> PROBLEMS AND TASKS:
(a) In the tweet-processing code, what word replaces the ":)" emoticon in the tokens?
(b) Copy the stretch of the tweet-processing code from "f = open('./downloaded-tweeti-b-dist.tsv', 'r')" through "#print (tweet)".
+++ SELECTED PASSAGE +++
In [14]:
import re
import os
import sys
import collections
import numpy as np
import pandas as pd
import matplotlib.pyplot as plt
import nltk
from nltk.tokenize import TweetTokenizer
from nltk.stem import WordNetLemmatizer
import string
from nltk.corpus import stopwords
from nltk.probability import FreqDist
from nltk.classify import NaiveBayesClassifier
from nltk.metrics import accuracy, precision, recall, f_measure
from nltk import pos_tag
from afinn import Afinn

### Step -1: AFINN Sentiment Lexicon

In [26]:
# function to read tweet training file, train and test a classifier 
def processtweets(dirPath,limitStr):
  # convert the limit argument from a string to an int
  limit = int(limitStr)
  # initialize NLTK built-in tweet tokenizer
  twtokenizer = TweetTokenizer()
  
  os.chdir(dirPath)
  
  f = open('./downloaded-tweeti-b-dist.tsv', 'r')
  # loop over lines in the file and use the first limit of them
  #    assuming that the tweets are sufficiently randomized
  tweetdata = []
  for line in f:
    if (len(tweetdata) < limit):
      # remove final end of line character
      line = line.strip()
      # each line has 4 items separated by tabs
      # ignore the tweet and user ids, and keep the sentiment and tweet text
      tweetdata.append(line.split('\t')[2:4])
  
  #for tweet in tweetdata[:10]:
    #print (tweet)
  
  # create list of tweet documents as (list of words, label)
  # where the labels are condensed to just 3:  'pos', 'neg', 'neu'
  tweetdocs = []
  # add all the tweets except the ones whose text is Not Available
  for tweet in tweetdata:
    if (tweet[1] != 'Not Available'):
        
      # run the tweet tokenizer on the text string - returns unicode tokens, so convert to utf8
      tokens = twtokenizer.tokenize(tweet[1])
      
      #Handling Emoticons
      tokens = [re.sub(':\)','happy', token) for token in tokens]
      tokens = [re.sub(':\(','sad', token) for token in tokens]
        
      #Removing URLS
      tokens = [re.sub(r"http\S+",'',token) for token in tokens]
      
      #Removing mentions
      tokens = [re.sub(r"@\S+", "", token) for token in tokens]
    
      # Convert to lowercase
      tokens = [token.lower() for token in tokens]
      
      # Remove punctuation
      tokens = [token for token in tokens if token not in string.punctuation]
      
      #Remove words with numbers (eg 11th)
+++ DATA SUPPLIED +++
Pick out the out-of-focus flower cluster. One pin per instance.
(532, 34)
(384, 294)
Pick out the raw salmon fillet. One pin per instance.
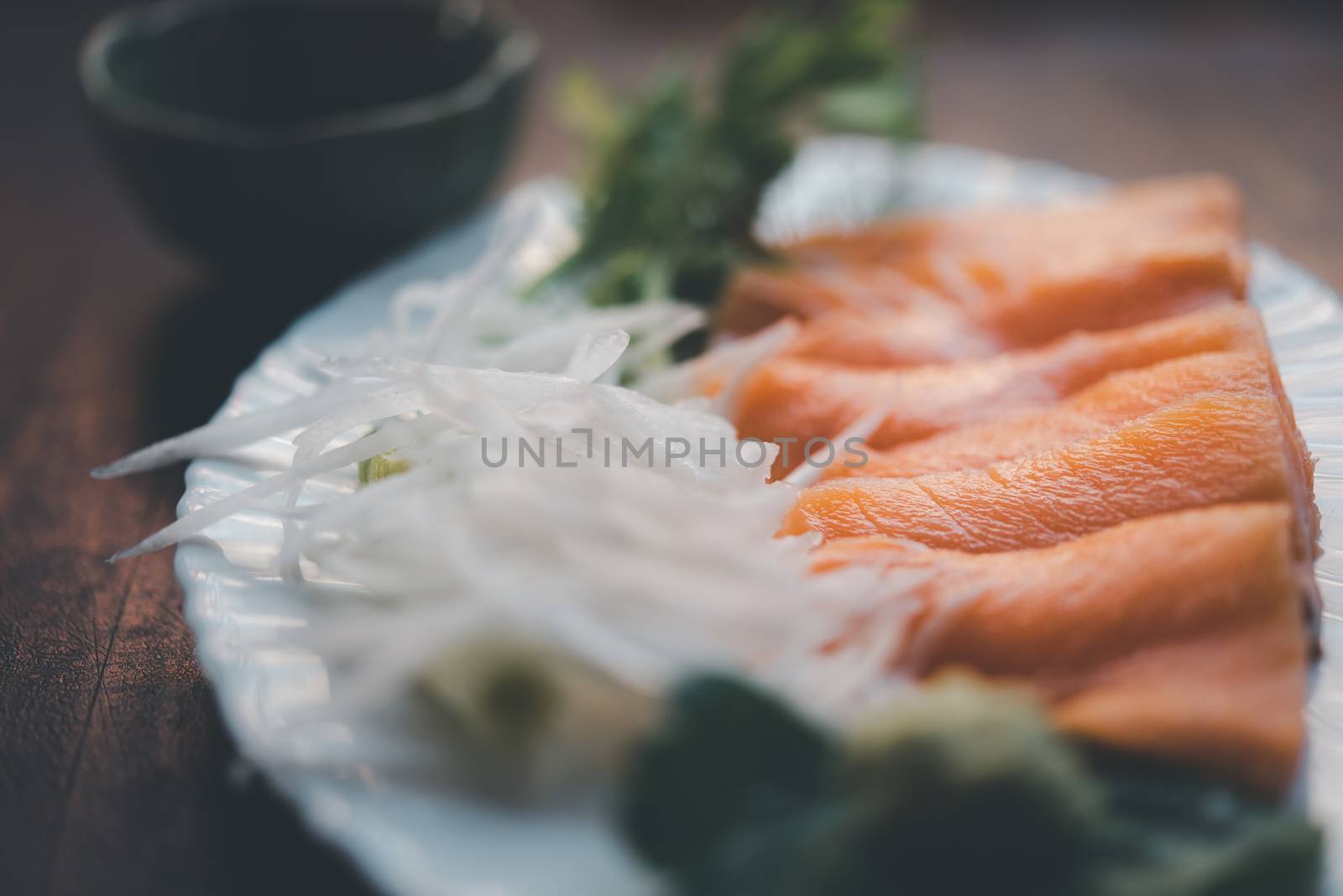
+++
+++ DATA SUPPLIED +++
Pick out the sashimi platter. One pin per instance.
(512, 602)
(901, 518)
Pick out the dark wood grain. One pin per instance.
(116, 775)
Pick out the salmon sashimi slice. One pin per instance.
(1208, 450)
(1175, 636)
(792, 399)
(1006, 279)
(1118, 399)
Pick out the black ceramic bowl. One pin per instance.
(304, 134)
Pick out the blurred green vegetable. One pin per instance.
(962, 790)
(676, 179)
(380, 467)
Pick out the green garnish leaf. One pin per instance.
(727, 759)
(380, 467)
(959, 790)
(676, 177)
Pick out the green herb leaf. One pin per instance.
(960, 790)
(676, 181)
+++
> THE SOLUTIONS:
(a) happy

(b)
f = open('./downloaded-tweeti-b-dist.tsv', 'r')
  # loop over lines in the file and use the first limit of them
  #    assuming that the tweets are sufficiently randomized
  tweetdata = []
  for line in f:
    if (len(tweetdata) < limit):
      # remove final end of line character
      line = line.strip()
      # each line has 4 items separated by tabs
      # ignore the tweet and user ids, and keep the sentiment and tweet text
      tweetdata.append(line.split('\t')[2:4])
  
  #for tweet in tweetdata[:10]:
    #print (tweet)